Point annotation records
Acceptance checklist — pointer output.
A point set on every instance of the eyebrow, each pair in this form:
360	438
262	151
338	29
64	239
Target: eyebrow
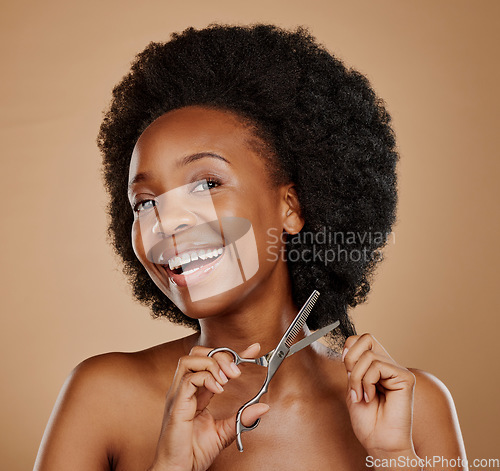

- **Task to complete**
Rewrite the records above with every "eyebrow" changed to "brow" and everything else left as it is. Omit the pictures.

- **Expected answer**
Acceptance checklist — pointer output.
A point set on every instance of the brow, each pair in this form:
360	438
262	151
338	29
64	239
Target: brow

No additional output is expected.